— Quoted passage —
---

Chemotherapy (also called Chemo) is a type of cancer treatment that uses drugs to destroy cancer cells. Chemotherapy works by stopping or slowing the growth of cancer cells, which grow and divide quickly. However, recently some cancer experts in the UK have predicted that in the next 20 years, more effective cancer treatments will come and replace chemotherapy, thanks to advanced medical science.
A team of researchers at Genomics England is running a four year project. This project is owned by the UK Department of Health. The project will find the genes responsible for this complex disease. On the other side, the project will also try to discover more effective cancer treatments.
Around 75,000 volunteers from London, Cambridge, and Newcastle with cancer and rare diseases will offer up their genetic material for sequencing over the next few years. Both their healthy and cancer-affected cells will have their DNA mapped as part of the project, and their close relatives will also have their genomes sequenced for comparison.

---

— To do —
1. List the cities the chemotherapy passage names as home to the project's volunteers.
2. From the chemotherapy passage, set down the stretch that begins with the words "Around 75,000 volunteers" and ends with "sequenced for comparison.", keeping every word unchanged.

— Data provided —
---

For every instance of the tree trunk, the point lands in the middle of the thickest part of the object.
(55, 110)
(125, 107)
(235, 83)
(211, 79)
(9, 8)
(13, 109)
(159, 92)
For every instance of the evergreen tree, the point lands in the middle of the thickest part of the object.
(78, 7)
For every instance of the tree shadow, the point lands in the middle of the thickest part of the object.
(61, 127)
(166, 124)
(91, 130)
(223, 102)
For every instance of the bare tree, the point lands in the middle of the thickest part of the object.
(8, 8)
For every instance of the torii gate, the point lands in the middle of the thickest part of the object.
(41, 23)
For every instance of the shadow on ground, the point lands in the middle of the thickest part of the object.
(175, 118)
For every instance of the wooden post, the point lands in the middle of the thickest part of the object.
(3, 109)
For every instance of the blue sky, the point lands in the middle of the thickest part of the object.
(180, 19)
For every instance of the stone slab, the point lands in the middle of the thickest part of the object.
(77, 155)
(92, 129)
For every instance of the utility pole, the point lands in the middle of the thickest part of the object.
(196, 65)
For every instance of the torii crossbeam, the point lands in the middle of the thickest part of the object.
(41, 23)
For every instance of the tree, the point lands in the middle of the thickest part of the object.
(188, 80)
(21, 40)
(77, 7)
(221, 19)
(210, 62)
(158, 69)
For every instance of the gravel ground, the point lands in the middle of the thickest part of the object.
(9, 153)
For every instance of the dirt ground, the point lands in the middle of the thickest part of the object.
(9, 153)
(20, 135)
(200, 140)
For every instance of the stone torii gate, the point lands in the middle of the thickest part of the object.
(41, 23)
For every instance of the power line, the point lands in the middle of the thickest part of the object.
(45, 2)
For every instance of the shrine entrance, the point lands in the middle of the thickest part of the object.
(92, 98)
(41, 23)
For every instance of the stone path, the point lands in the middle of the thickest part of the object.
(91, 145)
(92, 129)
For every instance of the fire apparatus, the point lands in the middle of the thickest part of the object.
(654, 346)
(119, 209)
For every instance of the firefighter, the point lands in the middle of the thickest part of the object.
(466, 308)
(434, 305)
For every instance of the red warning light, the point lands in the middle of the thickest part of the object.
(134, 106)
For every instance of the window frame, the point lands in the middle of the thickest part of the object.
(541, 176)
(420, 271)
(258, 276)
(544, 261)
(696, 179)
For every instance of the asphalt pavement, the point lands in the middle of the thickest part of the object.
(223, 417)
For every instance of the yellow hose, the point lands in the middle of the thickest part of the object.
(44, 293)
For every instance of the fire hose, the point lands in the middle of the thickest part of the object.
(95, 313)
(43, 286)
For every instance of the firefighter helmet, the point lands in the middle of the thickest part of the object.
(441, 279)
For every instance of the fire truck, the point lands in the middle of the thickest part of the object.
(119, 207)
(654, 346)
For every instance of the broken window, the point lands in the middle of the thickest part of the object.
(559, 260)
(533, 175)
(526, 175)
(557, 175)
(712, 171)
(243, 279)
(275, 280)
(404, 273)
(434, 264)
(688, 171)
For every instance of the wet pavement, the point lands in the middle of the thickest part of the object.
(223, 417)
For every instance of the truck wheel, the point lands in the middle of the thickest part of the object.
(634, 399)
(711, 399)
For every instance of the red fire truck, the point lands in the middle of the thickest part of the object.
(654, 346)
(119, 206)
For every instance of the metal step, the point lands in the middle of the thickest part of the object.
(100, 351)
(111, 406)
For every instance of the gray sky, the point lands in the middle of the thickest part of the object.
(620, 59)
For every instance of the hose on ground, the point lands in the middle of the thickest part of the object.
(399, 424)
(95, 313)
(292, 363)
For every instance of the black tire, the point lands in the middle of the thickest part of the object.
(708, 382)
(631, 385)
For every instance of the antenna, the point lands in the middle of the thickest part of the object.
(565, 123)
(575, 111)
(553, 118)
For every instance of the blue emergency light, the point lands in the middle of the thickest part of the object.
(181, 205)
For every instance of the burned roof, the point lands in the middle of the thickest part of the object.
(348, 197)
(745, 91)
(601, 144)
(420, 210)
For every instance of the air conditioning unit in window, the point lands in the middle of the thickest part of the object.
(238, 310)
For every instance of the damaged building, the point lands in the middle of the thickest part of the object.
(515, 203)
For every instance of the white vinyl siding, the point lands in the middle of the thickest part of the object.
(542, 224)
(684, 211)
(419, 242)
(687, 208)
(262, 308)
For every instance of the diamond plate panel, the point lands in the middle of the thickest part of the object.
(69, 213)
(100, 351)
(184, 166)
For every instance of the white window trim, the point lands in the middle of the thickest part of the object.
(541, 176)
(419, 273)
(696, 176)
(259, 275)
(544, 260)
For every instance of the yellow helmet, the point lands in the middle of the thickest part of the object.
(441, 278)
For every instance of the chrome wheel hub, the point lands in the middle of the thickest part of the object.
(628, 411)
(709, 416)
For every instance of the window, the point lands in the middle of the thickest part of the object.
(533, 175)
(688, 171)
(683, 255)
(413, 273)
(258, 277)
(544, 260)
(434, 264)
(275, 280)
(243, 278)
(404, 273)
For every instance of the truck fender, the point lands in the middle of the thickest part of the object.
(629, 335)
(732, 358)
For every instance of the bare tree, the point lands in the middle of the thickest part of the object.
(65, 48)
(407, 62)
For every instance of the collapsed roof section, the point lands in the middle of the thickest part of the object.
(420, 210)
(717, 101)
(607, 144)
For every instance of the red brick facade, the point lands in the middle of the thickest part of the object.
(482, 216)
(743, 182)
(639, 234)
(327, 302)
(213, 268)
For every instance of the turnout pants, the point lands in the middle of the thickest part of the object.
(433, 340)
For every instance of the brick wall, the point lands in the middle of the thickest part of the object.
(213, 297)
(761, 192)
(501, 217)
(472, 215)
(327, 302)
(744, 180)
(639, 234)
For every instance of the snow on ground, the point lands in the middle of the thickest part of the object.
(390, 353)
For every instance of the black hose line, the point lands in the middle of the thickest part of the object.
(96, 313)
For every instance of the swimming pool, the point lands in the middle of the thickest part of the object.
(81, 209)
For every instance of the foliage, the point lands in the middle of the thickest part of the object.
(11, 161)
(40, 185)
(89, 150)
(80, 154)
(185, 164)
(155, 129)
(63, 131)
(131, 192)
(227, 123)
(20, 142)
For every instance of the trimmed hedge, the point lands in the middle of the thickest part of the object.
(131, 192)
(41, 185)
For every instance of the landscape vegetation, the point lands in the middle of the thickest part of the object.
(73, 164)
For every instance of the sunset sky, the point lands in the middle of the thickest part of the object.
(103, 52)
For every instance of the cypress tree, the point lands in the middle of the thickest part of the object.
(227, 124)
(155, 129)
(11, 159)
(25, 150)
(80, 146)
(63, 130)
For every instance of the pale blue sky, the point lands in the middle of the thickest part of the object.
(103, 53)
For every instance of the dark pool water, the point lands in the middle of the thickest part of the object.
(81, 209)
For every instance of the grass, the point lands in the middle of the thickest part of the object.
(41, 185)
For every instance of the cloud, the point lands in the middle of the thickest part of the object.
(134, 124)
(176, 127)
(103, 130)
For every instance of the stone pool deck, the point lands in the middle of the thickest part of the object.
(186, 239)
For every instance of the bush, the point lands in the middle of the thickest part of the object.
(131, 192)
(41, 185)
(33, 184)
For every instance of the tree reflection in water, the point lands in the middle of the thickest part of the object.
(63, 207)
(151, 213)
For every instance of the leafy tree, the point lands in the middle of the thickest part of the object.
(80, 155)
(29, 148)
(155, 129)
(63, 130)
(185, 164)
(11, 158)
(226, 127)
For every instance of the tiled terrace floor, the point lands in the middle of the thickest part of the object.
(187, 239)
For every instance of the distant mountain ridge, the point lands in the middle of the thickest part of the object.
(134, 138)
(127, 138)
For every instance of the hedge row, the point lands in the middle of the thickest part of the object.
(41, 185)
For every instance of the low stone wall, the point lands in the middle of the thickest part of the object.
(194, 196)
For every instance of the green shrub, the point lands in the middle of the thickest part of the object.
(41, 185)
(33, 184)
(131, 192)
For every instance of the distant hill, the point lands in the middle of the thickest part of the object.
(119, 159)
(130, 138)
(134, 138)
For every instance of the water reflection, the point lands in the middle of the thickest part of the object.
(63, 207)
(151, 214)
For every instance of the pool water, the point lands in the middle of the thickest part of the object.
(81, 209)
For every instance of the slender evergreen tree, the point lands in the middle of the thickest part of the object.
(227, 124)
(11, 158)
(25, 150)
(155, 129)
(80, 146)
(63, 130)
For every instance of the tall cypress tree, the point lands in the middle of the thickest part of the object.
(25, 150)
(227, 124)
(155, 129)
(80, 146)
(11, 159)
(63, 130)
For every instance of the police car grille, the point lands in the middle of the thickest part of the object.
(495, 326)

---

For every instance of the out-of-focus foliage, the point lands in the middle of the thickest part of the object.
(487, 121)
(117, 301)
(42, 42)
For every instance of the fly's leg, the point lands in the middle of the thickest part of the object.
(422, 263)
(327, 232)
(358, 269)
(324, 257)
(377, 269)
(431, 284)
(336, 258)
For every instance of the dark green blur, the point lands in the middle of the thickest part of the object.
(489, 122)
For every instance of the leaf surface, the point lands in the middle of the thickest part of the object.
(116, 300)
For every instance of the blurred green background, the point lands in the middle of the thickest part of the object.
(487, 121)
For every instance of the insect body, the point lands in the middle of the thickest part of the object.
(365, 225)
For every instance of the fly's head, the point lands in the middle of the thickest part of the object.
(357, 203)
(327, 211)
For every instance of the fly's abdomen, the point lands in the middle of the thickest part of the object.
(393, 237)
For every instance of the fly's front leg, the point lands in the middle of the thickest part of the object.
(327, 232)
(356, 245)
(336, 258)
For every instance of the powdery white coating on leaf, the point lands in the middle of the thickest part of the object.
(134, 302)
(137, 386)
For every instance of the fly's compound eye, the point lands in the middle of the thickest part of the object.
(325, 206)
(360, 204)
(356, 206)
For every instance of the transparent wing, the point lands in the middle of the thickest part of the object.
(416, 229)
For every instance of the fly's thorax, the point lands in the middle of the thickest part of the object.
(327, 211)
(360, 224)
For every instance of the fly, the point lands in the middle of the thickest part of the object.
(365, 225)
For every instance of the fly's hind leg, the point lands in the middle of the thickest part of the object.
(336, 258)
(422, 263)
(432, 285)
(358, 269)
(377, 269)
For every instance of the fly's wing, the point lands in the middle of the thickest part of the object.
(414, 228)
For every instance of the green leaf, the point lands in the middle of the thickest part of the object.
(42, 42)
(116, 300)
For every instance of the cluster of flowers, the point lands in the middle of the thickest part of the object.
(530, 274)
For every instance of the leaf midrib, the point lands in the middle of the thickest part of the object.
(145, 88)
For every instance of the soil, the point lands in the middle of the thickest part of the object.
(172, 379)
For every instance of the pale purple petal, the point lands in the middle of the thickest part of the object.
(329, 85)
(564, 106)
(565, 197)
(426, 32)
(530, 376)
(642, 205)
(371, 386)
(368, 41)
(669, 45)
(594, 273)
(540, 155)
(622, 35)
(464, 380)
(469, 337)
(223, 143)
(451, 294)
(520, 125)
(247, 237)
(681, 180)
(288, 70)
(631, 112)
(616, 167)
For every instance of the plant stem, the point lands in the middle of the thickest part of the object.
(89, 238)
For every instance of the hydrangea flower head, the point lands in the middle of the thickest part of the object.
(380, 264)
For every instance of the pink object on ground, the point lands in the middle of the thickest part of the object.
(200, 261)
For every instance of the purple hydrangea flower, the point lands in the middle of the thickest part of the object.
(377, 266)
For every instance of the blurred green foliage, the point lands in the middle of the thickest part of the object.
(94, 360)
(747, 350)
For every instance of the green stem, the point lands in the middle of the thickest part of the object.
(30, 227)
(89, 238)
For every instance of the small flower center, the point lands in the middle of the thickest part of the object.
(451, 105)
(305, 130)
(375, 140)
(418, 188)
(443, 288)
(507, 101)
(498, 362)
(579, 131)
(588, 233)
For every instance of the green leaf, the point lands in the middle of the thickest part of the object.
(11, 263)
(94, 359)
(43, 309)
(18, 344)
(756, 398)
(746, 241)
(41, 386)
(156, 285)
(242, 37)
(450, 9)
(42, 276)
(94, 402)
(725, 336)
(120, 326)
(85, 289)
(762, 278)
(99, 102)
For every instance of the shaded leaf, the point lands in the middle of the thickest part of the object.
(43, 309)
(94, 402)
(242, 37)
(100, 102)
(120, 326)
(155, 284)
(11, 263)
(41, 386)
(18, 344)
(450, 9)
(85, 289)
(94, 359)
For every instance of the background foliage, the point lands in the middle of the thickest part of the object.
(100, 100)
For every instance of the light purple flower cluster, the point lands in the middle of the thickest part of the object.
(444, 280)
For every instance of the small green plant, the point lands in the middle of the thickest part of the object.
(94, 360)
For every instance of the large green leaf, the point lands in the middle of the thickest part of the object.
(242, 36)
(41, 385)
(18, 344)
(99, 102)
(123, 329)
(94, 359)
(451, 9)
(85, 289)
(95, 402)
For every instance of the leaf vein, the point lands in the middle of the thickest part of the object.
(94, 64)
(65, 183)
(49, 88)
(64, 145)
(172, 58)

---

— Results of the tasks —
1. London, Cambridge, Newcastle

2.
Around 75,000 volunteers from London, Cambridge, and Newcastle with cancer and rare diseases will offer up their genetic material for sequencing over the next few years. Both their healthy and cancer-affected cells will have their DNA mapped as part of the project, and their close relatives will also have their genomes sequenced for comparison.